* **Exercise instructions**:
Starting with the line that holds "Could you please tag every instance of the green ceramic", repeat each line through the last one below, exactly. Pictures stay out.

* **Exercise material**:

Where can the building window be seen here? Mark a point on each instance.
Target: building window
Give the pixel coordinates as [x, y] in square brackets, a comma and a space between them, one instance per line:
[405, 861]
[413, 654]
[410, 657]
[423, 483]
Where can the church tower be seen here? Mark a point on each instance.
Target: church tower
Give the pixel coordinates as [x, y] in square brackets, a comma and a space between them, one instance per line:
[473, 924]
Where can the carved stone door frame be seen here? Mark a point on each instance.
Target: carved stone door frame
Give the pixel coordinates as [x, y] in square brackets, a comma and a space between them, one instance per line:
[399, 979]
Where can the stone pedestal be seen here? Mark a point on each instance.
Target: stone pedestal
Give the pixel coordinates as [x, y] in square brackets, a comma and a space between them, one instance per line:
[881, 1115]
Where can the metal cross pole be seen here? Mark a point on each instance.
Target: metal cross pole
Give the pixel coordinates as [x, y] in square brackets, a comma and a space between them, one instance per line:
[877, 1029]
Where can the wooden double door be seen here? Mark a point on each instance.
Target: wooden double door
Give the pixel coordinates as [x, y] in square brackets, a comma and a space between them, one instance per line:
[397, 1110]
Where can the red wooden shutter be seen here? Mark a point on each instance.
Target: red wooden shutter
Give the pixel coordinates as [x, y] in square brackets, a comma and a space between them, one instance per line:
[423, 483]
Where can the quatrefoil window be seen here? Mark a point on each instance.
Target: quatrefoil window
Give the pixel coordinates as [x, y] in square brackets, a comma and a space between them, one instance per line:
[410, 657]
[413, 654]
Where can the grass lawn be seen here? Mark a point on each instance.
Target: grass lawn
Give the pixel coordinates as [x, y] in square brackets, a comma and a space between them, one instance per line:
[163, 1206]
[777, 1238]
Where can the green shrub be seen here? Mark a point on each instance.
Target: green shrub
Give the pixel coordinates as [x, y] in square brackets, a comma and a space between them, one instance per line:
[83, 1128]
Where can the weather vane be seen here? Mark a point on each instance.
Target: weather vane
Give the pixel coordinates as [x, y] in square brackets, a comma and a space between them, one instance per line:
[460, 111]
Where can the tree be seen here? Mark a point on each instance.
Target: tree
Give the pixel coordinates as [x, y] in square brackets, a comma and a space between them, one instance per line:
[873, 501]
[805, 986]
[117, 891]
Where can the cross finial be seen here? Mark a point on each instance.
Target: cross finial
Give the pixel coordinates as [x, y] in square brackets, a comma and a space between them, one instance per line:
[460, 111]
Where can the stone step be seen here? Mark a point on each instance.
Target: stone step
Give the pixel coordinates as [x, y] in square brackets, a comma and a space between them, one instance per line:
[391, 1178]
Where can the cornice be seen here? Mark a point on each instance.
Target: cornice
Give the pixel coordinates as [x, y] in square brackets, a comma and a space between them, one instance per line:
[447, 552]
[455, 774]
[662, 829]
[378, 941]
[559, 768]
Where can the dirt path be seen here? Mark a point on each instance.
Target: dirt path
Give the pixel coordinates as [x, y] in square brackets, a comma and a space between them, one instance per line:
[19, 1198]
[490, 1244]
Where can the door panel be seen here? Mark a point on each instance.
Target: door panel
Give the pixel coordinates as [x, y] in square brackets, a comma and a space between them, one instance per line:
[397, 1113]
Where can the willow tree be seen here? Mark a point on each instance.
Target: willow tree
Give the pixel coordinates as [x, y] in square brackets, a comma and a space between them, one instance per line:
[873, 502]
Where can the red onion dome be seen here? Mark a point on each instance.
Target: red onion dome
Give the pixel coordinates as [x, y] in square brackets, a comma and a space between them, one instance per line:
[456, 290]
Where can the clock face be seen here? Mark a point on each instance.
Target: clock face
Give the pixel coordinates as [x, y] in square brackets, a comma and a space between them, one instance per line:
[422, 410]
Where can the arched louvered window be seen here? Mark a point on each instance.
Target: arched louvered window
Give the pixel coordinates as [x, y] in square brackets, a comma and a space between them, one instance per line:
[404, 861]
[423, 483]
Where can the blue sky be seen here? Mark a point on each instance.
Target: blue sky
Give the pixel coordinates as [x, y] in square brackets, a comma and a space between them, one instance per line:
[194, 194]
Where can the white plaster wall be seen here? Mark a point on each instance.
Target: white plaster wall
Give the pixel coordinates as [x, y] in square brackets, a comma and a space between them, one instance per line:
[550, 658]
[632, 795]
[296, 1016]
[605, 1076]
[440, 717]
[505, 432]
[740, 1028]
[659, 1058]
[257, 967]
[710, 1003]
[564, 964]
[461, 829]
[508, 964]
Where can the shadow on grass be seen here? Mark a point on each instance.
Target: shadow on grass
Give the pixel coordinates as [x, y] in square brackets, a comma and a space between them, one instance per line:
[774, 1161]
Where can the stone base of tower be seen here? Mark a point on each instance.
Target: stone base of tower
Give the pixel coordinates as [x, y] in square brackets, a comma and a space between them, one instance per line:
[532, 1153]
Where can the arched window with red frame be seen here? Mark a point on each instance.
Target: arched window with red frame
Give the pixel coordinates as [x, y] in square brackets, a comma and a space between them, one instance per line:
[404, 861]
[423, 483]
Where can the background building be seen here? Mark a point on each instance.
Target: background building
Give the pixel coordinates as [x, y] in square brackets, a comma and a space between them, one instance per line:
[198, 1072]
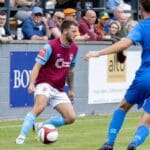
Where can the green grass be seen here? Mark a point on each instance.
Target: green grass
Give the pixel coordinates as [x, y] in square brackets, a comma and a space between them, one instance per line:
[87, 133]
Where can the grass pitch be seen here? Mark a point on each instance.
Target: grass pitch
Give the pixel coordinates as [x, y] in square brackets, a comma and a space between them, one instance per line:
[87, 133]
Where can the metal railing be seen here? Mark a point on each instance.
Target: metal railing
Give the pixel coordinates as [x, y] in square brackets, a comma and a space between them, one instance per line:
[101, 6]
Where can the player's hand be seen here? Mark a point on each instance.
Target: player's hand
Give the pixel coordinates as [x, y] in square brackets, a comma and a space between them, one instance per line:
[31, 88]
[91, 54]
[71, 95]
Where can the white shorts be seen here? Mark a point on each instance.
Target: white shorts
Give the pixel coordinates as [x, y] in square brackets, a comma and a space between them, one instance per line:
[54, 96]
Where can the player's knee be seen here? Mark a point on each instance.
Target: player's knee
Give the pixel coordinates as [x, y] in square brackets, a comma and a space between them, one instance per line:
[70, 119]
[124, 106]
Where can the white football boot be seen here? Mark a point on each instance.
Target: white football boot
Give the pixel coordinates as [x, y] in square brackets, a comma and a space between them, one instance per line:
[20, 139]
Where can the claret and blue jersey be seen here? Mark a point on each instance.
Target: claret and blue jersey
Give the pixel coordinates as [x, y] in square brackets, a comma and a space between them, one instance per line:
[56, 59]
[139, 91]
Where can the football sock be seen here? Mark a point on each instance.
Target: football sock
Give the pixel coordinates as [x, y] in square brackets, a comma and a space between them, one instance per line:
[115, 125]
[28, 123]
[140, 135]
[57, 121]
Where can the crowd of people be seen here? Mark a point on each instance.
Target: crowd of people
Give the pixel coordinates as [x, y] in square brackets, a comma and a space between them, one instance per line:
[93, 25]
[55, 62]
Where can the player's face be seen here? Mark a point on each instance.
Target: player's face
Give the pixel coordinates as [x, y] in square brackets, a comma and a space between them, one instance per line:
[2, 20]
[71, 33]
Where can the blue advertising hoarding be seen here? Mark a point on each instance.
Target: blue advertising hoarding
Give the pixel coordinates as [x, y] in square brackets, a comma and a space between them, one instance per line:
[21, 64]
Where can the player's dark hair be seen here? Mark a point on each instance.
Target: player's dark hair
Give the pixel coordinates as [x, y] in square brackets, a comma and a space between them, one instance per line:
[145, 4]
[67, 24]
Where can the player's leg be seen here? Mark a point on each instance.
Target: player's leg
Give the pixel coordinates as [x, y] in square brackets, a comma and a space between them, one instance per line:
[41, 99]
[115, 125]
[63, 105]
[142, 131]
[39, 106]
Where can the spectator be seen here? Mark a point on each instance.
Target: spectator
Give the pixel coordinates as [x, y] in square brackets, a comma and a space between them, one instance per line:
[70, 14]
[55, 24]
[86, 25]
[62, 4]
[20, 14]
[112, 4]
[102, 21]
[131, 24]
[114, 28]
[36, 27]
[5, 35]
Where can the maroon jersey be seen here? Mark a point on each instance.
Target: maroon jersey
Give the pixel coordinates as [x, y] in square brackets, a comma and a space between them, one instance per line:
[55, 70]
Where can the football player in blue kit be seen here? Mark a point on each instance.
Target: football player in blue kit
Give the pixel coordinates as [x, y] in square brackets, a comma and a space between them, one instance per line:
[139, 91]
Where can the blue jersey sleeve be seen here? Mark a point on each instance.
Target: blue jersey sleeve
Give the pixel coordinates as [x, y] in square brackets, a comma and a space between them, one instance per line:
[73, 61]
[135, 35]
[44, 54]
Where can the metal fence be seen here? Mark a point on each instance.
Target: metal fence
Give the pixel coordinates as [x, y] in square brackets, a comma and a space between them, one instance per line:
[81, 8]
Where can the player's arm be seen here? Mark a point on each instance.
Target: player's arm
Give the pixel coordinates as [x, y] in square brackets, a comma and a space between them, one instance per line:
[70, 78]
[118, 46]
[41, 59]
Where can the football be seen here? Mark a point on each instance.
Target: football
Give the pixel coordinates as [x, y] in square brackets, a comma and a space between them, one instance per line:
[48, 134]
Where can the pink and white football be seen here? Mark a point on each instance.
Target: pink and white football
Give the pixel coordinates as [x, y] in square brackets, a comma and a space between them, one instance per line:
[48, 134]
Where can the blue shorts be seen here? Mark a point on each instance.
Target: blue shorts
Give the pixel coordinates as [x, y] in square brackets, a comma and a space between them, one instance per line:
[139, 91]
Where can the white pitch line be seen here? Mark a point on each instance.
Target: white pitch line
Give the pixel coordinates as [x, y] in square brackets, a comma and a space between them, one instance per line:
[129, 118]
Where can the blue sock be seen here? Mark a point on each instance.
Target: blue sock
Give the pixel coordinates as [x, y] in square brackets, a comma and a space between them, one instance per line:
[140, 135]
[28, 123]
[57, 121]
[115, 125]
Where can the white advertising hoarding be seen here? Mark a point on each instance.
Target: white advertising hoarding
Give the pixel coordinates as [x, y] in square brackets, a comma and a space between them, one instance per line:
[108, 79]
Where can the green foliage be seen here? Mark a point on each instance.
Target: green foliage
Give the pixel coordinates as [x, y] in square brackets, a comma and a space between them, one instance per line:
[87, 133]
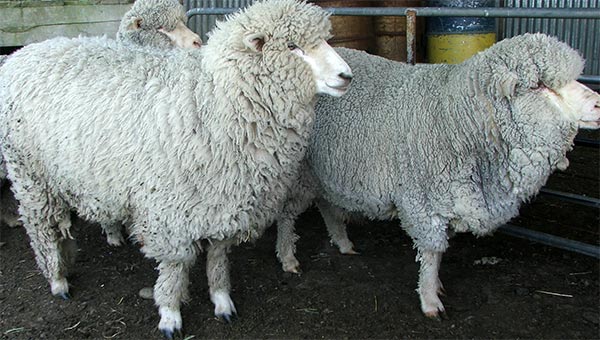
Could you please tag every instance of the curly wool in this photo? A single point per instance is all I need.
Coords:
(445, 145)
(154, 14)
(208, 153)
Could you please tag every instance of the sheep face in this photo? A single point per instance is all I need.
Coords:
(331, 73)
(577, 102)
(157, 23)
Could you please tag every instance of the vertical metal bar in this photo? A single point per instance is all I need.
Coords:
(411, 32)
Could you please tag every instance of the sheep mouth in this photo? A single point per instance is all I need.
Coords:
(342, 88)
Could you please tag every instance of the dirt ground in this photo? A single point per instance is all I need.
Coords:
(534, 291)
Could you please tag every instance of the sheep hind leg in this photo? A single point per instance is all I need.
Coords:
(286, 245)
(52, 243)
(334, 218)
(114, 236)
(430, 286)
(295, 205)
(217, 272)
(170, 290)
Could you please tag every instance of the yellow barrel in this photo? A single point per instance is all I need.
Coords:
(452, 40)
(350, 31)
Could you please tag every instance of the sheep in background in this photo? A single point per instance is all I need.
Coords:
(157, 23)
(8, 204)
(151, 23)
(181, 145)
(444, 148)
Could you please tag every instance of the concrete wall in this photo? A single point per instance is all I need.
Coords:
(25, 22)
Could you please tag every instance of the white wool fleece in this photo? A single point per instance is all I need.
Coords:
(183, 144)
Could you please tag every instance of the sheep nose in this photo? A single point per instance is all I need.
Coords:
(347, 78)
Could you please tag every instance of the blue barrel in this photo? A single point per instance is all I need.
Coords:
(452, 40)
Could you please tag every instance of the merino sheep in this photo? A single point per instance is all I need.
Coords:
(182, 145)
(444, 148)
(149, 23)
(157, 23)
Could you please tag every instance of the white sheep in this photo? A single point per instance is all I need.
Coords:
(444, 148)
(158, 23)
(152, 23)
(182, 145)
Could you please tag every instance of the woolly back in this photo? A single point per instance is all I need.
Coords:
(281, 21)
(141, 23)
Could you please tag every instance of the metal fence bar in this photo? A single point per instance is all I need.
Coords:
(573, 198)
(570, 13)
(551, 240)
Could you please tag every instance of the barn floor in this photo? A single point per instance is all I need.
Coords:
(534, 291)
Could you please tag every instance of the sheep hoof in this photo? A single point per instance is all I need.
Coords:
(437, 315)
(65, 296)
(292, 269)
(224, 307)
(350, 252)
(228, 318)
(169, 334)
(291, 265)
(115, 240)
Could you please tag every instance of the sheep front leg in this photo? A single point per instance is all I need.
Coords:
(430, 285)
(334, 218)
(286, 245)
(170, 290)
(217, 271)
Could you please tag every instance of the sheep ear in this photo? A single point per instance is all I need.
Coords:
(134, 24)
(507, 84)
(255, 41)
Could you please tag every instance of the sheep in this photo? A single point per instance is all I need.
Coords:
(152, 23)
(157, 23)
(444, 148)
(183, 145)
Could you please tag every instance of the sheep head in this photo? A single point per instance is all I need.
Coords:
(285, 41)
(157, 23)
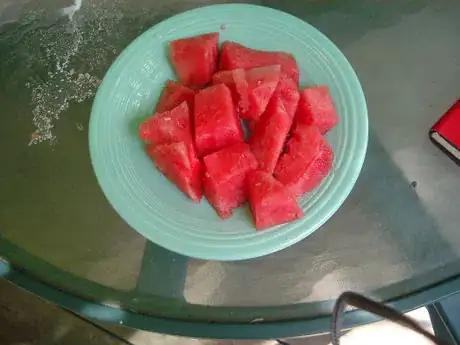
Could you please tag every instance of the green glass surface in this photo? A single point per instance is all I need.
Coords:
(389, 239)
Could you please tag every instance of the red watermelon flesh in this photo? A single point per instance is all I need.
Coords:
(269, 135)
(270, 201)
(175, 162)
(236, 82)
(307, 161)
(224, 179)
(216, 123)
(168, 127)
(316, 108)
(234, 55)
(195, 59)
(174, 94)
(261, 84)
(288, 92)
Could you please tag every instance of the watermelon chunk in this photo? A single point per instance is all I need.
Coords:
(288, 92)
(224, 179)
(269, 134)
(168, 127)
(307, 161)
(174, 94)
(234, 55)
(195, 59)
(270, 201)
(216, 123)
(179, 166)
(261, 84)
(316, 108)
(236, 82)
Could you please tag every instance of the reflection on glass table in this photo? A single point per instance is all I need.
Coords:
(393, 240)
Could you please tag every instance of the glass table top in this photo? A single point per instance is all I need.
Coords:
(397, 232)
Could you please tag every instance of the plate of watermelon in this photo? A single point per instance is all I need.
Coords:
(223, 137)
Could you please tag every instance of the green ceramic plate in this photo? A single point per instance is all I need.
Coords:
(151, 204)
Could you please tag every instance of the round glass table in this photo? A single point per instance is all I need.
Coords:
(395, 239)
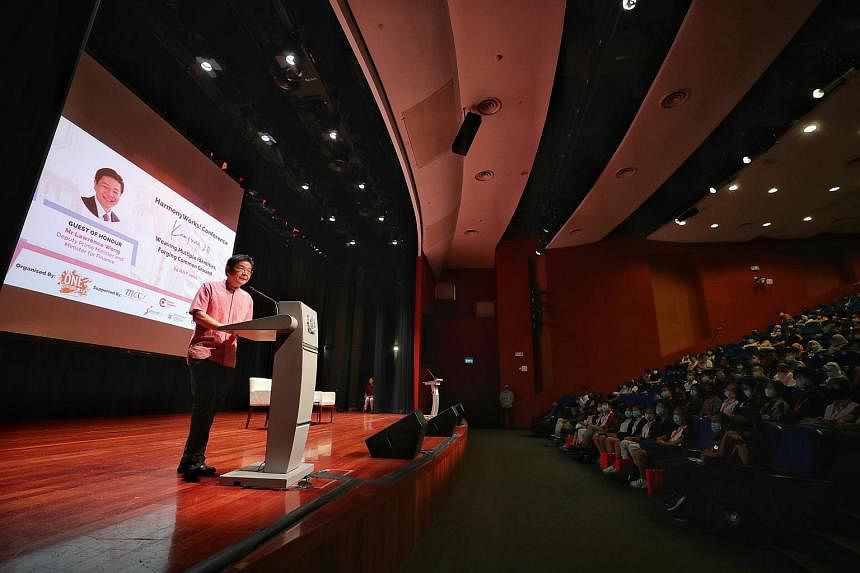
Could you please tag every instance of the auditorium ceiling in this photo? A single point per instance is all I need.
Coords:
(596, 120)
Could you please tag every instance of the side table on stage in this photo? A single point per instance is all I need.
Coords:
(434, 393)
(294, 332)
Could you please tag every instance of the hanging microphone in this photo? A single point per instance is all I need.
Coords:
(267, 297)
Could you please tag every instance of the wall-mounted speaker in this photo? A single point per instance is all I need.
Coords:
(468, 130)
(402, 439)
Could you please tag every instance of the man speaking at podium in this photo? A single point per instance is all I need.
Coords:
(212, 357)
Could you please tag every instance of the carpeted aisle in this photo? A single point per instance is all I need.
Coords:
(521, 505)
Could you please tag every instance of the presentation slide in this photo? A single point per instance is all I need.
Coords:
(102, 231)
(127, 220)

* **Solution to the exercise**:
Could you please tag every instance of the green ceramic plate in this photo? A single point per instance is all I need.
Coords:
(151, 204)
Could you please tag every instance of the round glass table in this photo? A single point per instance is all I need.
Coords:
(395, 239)
Could you please tag every instance of the auditorium ceiling in this photo? A single point per instance is all I need.
Coords:
(596, 120)
Could you please tag every instance of the side table on stage in this photo? A single point per instance is all I need.
Coords:
(434, 393)
(294, 332)
Could you please tag every instance of the hanging microphone in this photo? A single point per instance is all I need.
Coords:
(267, 297)
Could you please tag every instance of the wall-mounted speaker in this photo? A single point per instance is all I need.
Coords:
(468, 130)
(402, 439)
Could you please tag every instance of the man speaking at podium in this photo? A single point per instance is all I need.
Coords:
(212, 357)
Could you please tag every instance of the carpeted aisle in this photo? A single point per instance is all I need.
Coords:
(521, 505)
Could you please tag every instance of the presentation slide in this photo? A single point per instance is all I need.
Coords:
(102, 231)
(127, 220)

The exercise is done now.